Keep every word the same. Repeat the records without their images.

***** The data *****

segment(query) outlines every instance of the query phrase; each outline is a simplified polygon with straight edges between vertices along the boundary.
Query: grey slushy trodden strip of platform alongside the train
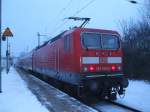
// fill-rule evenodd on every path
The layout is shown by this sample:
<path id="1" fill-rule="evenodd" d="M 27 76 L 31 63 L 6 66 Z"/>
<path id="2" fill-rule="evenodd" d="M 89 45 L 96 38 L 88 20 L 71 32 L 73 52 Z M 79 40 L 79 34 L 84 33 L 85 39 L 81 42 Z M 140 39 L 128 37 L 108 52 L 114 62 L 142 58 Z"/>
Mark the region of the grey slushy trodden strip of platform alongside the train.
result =
<path id="1" fill-rule="evenodd" d="M 52 112 L 97 112 L 77 99 L 27 73 L 17 70 L 30 90 Z"/>

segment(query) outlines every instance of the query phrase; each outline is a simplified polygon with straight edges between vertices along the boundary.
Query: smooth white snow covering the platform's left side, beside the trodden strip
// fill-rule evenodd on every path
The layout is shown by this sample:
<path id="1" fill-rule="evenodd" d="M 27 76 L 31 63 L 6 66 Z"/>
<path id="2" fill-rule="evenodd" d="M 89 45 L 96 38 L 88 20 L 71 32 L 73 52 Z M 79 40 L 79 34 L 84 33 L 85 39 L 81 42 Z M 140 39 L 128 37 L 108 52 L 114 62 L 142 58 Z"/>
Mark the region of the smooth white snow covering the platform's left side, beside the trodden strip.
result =
<path id="1" fill-rule="evenodd" d="M 48 112 L 27 88 L 14 68 L 2 72 L 0 112 Z"/>

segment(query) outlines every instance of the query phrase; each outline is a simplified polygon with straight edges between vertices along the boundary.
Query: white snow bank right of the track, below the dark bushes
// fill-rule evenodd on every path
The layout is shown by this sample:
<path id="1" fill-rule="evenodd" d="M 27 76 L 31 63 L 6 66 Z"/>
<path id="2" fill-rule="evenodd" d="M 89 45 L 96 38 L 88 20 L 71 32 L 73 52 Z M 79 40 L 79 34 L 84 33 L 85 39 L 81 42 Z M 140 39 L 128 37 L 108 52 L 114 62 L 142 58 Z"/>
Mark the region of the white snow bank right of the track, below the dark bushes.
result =
<path id="1" fill-rule="evenodd" d="M 150 112 L 150 84 L 144 81 L 130 81 L 125 98 L 118 98 L 117 102 Z"/>

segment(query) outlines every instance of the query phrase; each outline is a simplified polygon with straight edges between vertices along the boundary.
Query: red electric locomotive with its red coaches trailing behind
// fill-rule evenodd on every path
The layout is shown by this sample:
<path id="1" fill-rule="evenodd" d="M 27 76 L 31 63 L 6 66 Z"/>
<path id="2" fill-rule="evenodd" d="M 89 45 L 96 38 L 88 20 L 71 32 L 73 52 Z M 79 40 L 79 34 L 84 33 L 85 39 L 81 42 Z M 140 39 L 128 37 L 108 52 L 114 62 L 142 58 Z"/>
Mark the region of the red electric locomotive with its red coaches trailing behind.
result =
<path id="1" fill-rule="evenodd" d="M 116 31 L 73 28 L 21 60 L 25 64 L 19 66 L 77 86 L 79 93 L 86 88 L 103 97 L 116 98 L 128 86 Z"/>

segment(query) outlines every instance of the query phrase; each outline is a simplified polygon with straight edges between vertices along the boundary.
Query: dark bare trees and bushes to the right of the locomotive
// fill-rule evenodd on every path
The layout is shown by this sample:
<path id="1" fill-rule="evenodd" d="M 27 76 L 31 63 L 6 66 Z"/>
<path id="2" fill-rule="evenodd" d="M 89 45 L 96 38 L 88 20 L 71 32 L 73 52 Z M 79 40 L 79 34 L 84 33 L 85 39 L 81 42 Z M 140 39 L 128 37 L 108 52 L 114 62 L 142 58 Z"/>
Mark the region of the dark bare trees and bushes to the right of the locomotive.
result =
<path id="1" fill-rule="evenodd" d="M 150 80 L 150 0 L 145 0 L 141 21 L 121 22 L 125 73 Z"/>

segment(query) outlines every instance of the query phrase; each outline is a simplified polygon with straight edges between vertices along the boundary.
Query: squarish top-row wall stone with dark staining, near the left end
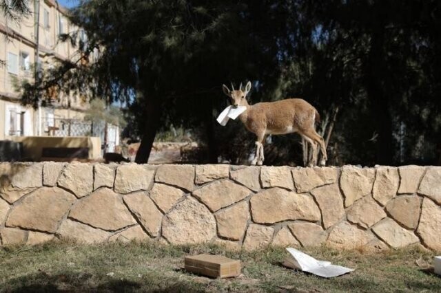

*****

Output for this exercise —
segment(query) outlines every instance of the query phrase; each outline is a simplified polygon with straight edges between vertices along the boundary.
Query: grey slushy trodden strip of platform alongside the train
// fill-rule evenodd on every path
The layout is shown by this sample:
<path id="1" fill-rule="evenodd" d="M 27 76 L 31 63 L 6 66 Z"/>
<path id="2" fill-rule="evenodd" d="M 89 45 L 96 38 L 88 20 L 71 32 L 73 52 Z M 79 40 L 79 34 L 84 33 L 85 39 L 81 42 Z M 140 39 L 128 37 L 108 52 L 114 62 L 142 58 Z"/>
Mark the region of the grey slushy trodden strip of platform alongside the train.
result =
<path id="1" fill-rule="evenodd" d="M 52 112 L 97 112 L 77 99 L 27 73 L 17 70 L 30 90 Z"/>

segment(query) outlines every instance of the query phrase; each outline is a simplified polygon with straight edges between vertices along the boundary.
Query: smooth white snow covering the platform's left side, beside the trodden strip
// fill-rule evenodd on every path
The layout is shown by this sample:
<path id="1" fill-rule="evenodd" d="M 27 76 L 31 63 L 6 66 Z"/>
<path id="2" fill-rule="evenodd" d="M 89 45 L 96 38 L 88 20 L 71 32 L 73 52 Z M 79 40 L 79 34 L 84 33 L 85 39 L 81 42 Z M 140 39 L 128 37 L 108 52 L 114 62 L 142 58 Z"/>
Mark the region of the smooth white snow covering the platform's left side, beside the trodden strip.
result =
<path id="1" fill-rule="evenodd" d="M 48 112 L 27 88 L 14 68 L 2 72 L 0 112 Z"/>

segment(query) outlines every instance of the query phrase; each outline is a simplified polygon with straight edges between vertices along the boundary.
Query: white snow bank right of the track, below the dark bushes
// fill-rule evenodd on every path
The layout is shown by this sample:
<path id="1" fill-rule="evenodd" d="M 27 76 L 31 63 L 6 66 Z"/>
<path id="2" fill-rule="evenodd" d="M 89 45 L 96 38 L 88 20 L 71 32 L 73 52 Z M 79 40 L 79 34 L 84 33 L 85 39 L 81 42 Z M 140 39 L 128 37 L 108 52 L 114 62 L 142 58 Z"/>
Mark the region of the white snow bank right of the track, below the dark bushes.
result =
<path id="1" fill-rule="evenodd" d="M 150 112 L 150 84 L 144 81 L 130 81 L 125 98 L 118 98 L 117 102 Z"/>

segment(query) outlines every instance of the query phrase; each outline is a simplified polygon with straight edges between vertices along the boundary.
Query: red electric locomotive with its red coaches trailing behind
// fill-rule evenodd on every path
The layout is shown by this sample:
<path id="1" fill-rule="evenodd" d="M 27 76 L 31 63 L 6 66 Z"/>
<path id="2" fill-rule="evenodd" d="M 89 45 L 96 38 L 88 20 L 71 32 L 73 52 Z M 79 40 L 79 34 L 84 33 L 85 39 L 81 42 Z M 140 39 L 128 37 L 108 52 L 114 62 L 142 58 Z"/>
Mark the region of the red electric locomotive with its red coaches trailing behind.
result =
<path id="1" fill-rule="evenodd" d="M 116 31 L 73 28 L 21 60 L 25 64 L 19 66 L 77 86 L 79 93 L 86 88 L 103 97 L 116 98 L 128 86 Z"/>

segment(query) outlines every instance of the query phrase; each outline is a simplified polygon with straight edges between vertices along the boundary.
Query: dark bare trees and bushes to the right of the locomotive
// fill-rule evenodd on every path
The layout is shown by this sample:
<path id="1" fill-rule="evenodd" d="M 27 76 L 31 63 L 6 66 Z"/>
<path id="2" fill-rule="evenodd" d="M 89 45 L 96 38 L 88 20 L 71 32 L 73 52 Z M 79 40 L 79 34 L 84 33 L 85 39 L 81 42 Z M 140 39 L 128 37 L 108 52 L 114 62 L 142 58 Z"/>
Mark the region of the dark bare trees and bushes to the right of the locomotive.
result =
<path id="1" fill-rule="evenodd" d="M 150 80 L 150 0 L 145 0 L 141 21 L 121 22 L 125 73 Z"/>

segment(query) outlines every instance of the query phrase; each outline is a simplified polygon with straight edges between vertices along the boundary.
Query: squarish top-row wall stone with dark staining, near the left end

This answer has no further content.